Given data
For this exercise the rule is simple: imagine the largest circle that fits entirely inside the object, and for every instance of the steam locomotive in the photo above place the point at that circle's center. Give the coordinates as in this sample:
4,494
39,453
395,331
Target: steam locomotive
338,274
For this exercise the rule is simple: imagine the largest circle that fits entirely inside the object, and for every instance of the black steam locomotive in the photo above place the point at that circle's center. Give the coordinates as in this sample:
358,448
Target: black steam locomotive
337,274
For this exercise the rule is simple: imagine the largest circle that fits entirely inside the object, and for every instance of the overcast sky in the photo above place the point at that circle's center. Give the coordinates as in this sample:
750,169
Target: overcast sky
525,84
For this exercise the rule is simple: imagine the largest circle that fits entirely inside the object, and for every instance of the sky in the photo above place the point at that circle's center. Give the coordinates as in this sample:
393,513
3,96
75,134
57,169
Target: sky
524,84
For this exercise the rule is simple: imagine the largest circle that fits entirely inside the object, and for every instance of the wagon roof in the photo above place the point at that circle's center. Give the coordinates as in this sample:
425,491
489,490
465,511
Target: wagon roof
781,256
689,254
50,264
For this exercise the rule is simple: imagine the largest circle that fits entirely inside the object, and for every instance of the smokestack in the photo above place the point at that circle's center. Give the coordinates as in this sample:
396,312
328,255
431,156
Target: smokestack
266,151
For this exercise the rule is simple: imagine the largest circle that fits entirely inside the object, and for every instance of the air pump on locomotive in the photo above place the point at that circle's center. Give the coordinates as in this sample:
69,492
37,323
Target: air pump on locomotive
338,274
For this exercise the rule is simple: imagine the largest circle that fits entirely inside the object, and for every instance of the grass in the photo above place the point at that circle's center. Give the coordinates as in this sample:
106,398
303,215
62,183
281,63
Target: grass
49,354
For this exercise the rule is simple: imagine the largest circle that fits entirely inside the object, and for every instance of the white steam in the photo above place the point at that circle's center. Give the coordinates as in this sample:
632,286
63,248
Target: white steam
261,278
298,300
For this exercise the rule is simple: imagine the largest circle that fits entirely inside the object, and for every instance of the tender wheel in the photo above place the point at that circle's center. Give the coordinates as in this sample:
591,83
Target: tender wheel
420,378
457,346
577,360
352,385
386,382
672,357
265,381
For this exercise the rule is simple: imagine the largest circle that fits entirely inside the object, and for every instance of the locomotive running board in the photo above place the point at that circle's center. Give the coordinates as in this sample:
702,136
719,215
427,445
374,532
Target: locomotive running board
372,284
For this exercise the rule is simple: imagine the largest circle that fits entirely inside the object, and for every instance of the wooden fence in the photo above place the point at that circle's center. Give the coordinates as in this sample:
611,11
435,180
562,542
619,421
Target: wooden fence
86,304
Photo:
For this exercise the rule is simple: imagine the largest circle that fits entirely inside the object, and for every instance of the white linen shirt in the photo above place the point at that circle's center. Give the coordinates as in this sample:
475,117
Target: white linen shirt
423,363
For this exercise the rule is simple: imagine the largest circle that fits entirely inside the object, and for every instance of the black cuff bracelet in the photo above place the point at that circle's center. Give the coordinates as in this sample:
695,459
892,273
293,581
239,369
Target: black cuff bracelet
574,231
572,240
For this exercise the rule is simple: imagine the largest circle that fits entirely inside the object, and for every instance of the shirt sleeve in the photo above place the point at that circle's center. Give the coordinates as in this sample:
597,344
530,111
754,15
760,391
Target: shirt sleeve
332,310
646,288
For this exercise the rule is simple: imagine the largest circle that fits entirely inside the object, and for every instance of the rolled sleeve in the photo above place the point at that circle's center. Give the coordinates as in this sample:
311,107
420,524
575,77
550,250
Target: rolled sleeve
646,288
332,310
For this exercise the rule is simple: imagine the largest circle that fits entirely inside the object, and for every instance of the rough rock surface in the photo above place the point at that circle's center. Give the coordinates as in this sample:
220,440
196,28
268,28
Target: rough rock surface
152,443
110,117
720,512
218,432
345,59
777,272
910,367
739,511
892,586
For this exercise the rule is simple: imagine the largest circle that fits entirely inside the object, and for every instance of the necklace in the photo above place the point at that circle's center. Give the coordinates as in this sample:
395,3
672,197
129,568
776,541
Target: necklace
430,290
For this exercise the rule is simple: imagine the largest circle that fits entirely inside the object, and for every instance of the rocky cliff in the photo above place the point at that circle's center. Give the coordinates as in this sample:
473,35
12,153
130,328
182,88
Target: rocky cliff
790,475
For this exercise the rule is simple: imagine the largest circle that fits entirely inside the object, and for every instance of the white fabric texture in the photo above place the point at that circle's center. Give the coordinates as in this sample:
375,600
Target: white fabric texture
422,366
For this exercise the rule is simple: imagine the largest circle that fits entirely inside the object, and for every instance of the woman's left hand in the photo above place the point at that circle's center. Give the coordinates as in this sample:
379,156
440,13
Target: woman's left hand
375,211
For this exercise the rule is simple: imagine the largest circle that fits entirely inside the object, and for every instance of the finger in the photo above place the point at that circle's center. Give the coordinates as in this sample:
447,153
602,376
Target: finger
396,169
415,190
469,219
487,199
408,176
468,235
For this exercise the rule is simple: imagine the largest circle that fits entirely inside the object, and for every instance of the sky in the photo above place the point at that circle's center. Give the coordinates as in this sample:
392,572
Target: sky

What the task asks
Repeat the data precisely, line by line.

Solution to the problem
For this exercise the rule is simple: imagine the largest circle that fits entirely inside the object, and for every instance of the steam locomotive in the photo above place the point at that circle's center. Give the coordinates as in this sample:
4,494
39,453
395,331
Target: steam locomotive
338,274
For this exercise the rule is simple: imagine the largest circle that fits entirely inside the object, and for every instance of the black steam locomotive in the photo above place the point at that circle's center. Give the coordinates as in this sample:
358,448
Target: black steam locomotive
337,274
For this exercise the rule is simple: imagine the largest circle that fits entirely inside the object, and for every instance of the overcast sky in the photo above place the point at that circle's center. Give the coordinates as in this sample:
750,169
Target: overcast sky
525,84
For this exercise the rule is simple: imagine the largest circle that fits entirely inside the object, and for every instance of the sky in the photo above place the point at that circle's center. Give the coordinates as in this sample:
393,513
3,96
75,134
57,169
Target: sky
524,84
For this exercise the rule is simple: imagine the largest circle that fits entirely inside the object, and for every instance of the wagon roof in the photo above place the point at that circle's center. Give the coordinates as in this sample:
425,491
489,490
465,511
Target: wagon roof
781,256
689,254
50,264
For this exercise the rule is simple: imagine the largest circle that fits entirely inside the object, and for every instance of the smokestack in the photo above place the point at that circle's center. Give the coordinates as in this sample:
396,312
328,255
431,156
Target: smokestack
266,151
For this exercise the rule is simple: imagine the largest circle that fits entirely inside the object, and for every instance of the air pump on locomotive in the photo above place the point at that circle's center. Give the coordinates as in this sample:
69,492
37,323
Target: air pump on locomotive
338,274
For this exercise the rule is simple: imagine the largest circle that fits entirely inside the object, and for every instance of the grass in the photo above place the point at that circle's center. Give the coordinates as in this sample:
106,398
303,215
62,183
281,63
Target: grass
49,354
For this exercise the rule is simple: imagine the largest circle that fits entirely inside the object, and for every instance of the white steam in the photo above place the point at that circle's center. Give the coordinates as in this sample:
632,286
63,248
Target: white steam
261,278
298,300
For this exercise the rule is simple: imagine the largest circle that fits entirely inside the object, and for every instance of the tender wheel in the photo above place the point at that circle's center. Give the coordinates as in this sample:
591,83
Target: tender wheel
420,378
457,346
577,360
352,385
386,382
672,357
265,381
For this exercise the rule is simple: imagine the largest circle that fits entirely inside the object, and for every instance of the locomotive running board in the photo above place the point at that circle's center. Give the coordinates as in this sample:
702,136
719,215
427,445
374,532
Target: locomotive running board
372,284
For this exercise the rule is simple: imagine the largest circle that fits entirely inside the object, and for every instance of the wooden fence in the photo above place the point at that circle's center. Give the coordinates as in this sample:
611,11
435,180
562,542
619,421
Target: wooden fence
86,304
Photo:
For this exercise the rule is simple: imagine the largest circle that fits entirely inside the object, and for every instance of the white linen shirt in the photo above place the point at that circle's center. Give the coordinates as in this sample:
475,117
Target: white linen shirt
423,363
For this exercise the rule is simple: imagine the largest circle that fits entirely inside the object, and for every instance of the black cuff bracelet in the photo above place the point at that circle's center. Give the coordinates as in this sample:
695,459
892,273
293,581
239,369
Target: black cuff bracelet
574,231
572,240
For this exercise the rule is simple: imagine the largest circle that fits entirely inside the object, and for every instance of the shirt sleeve in the photo above place the point at that circle's center. Give the coordinates as in this sample:
597,344
530,111
754,15
760,391
Target: shirt sleeve
332,310
646,288
For this exercise the rule is simple: imagine the largest circle that fits entirely inside the object, and for every instance of the rolled sleeve in the photo above place the point at that circle's center. Give the coordinates as in this sample:
311,107
420,524
575,77
550,250
Target: rolled sleeve
646,288
332,310
For this exercise the rule is simple: imagine the largest circle that fits entirely inside the object, and for every instance of the rough rock surface in the photo above place the point at that circle's center. Give the coordinates as in this sample:
220,440
196,28
268,28
Target: rough rock surface
152,443
110,117
720,512
218,432
345,59
777,272
910,367
739,511
892,586
For this exercise the rule is simple: imagine the largest circle that fits entirely inside the object, and for every instance of the necklace in the photo above place the point at that circle's center. Give the coordinates as in this sample:
395,3
672,197
129,568
776,541
Target: necklace
430,290
For this exercise the rule is simple: imagine the largest circle that fits entirely inside the object, and for every instance of the rocky cliff in the photo above place the point at that circle's center. Give the coordinates as in this sample:
473,35
12,153
130,328
182,88
Target: rocky cliff
790,475
For this exercise the rule is simple: imagine the largest circle that fits entirely inside the object, and for every instance of the white fabric texture in the photo above place the point at that circle's center. Give the coordinates as in this sample:
375,600
Target: white fabric texture
422,366
For this exercise the rule is simple: imagine the largest circle that fits entirely inside the object, and for every instance of the woman's left hand in the photo above place the point at that circle's center. Give the coordinates as in this sample:
379,156
440,13
Target: woman's left hand
375,211
For this exercise the rule is simple: imagine the largest circle that fits entirely inside the object, and for every instance of the finger in the photo above place the point at that circle's center. Give the coordinates as in this sample:
447,153
602,376
Target: finger
396,169
415,190
469,219
487,199
408,176
468,235
For this exercise the rule is simple: imagine the largest circle that fits entirely inside the object, and for every instance of the sky in the photo above place the point at that circle's center. Give the coordinates as in this sample:
392,572
Target: sky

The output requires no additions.